--- Excerpted text ---
BEGIN

Scientists are beginning the world’s largest study of proteins circulating in human blood in an effort to better understand the development and treatment of disease.
Launched today as part of an ongoing collaboration between the British health study UK Biobank and more than a dozen pharmaceutical companies, the project aims to measure levels of 5400 proteins in blood samples from half a million people. For some of those people, researchers will analyze two separate samples taken years apart, generating a “first-of-its-kind” database on how a person’s changing protein levels influence disease later in life, organizers say. The companies backing the project with tens of millions of dollars and carrying out the initial analysis of 300,000 blood samples will get an exclusive 9-month window of access to the data, after which the information will be made more widely available to UK Biobank–approved research teams.
Scientists not involved in the project say the vast amount of data generated could aid development of blood tests that detect disease before symptoms appear and identify new drug targets for illnesses. “This will be an exceptionally powerful resource for understanding health and disease,” says Eleftheria Zeggini, director of the Institute of Translational Genomics at Helmholtz Munich.

END

--- Task list ---
1) List every number or amount stated in the protein study article, along with what each one counts or measures.
2) Answer these questions about the protein study article:
(a) How many proteins does the project aim to measure?
(b) How long is the exclusive access window for the backing companies?
(c) What position does Eleftheria Zeggini hold?
3) Write out the protein study article from "Scientists not involved" up to and including "at Helmholtz Munich.".
Use only the protein study article for your answers.

--- Recorded information ---
BEGIN

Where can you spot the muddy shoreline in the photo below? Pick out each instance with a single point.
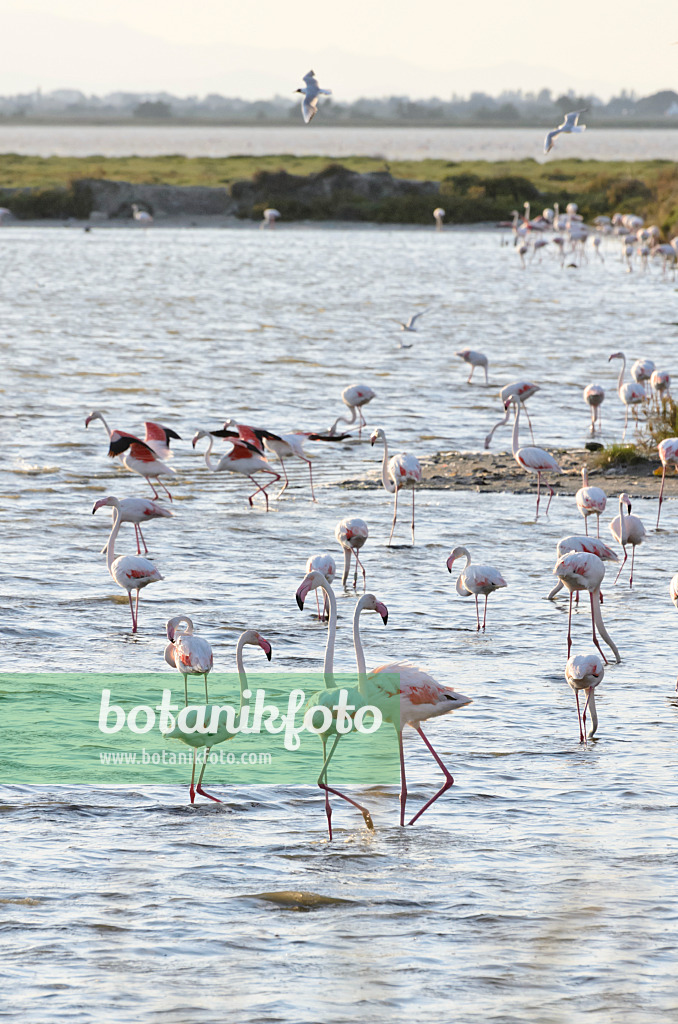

END

--- Task-by-task outputs ---
1)
- 5400: proteins whose levels will be measured
- Half a million: people whose blood samples will be analyzed
- Two: separate samples, taken years apart, from some people
- More than a dozen: pharmaceutical companies in the collaboration
- Tens of millions: dollars the companies are putting into the project
- 300,000: blood samples in the companies' initial analysis
- 9: months in the companies' exclusive window of access to the data

2)
(a) 5400 proteins.
(b) 9 months.
(c) She is director of the Institute of Translational Genomics at Helmholtz Munich.

3)
Scientists not involved in the project say the vast amount of data generated could aid development of blood tests that detect disease before symptoms appear and identify new drug targets for illnesses. “This will be an exceptionally powerful resource for understanding health and disease,” says Eleftheria Zeggini, director of the Institute of Translational Genomics at Helmholtz Munich.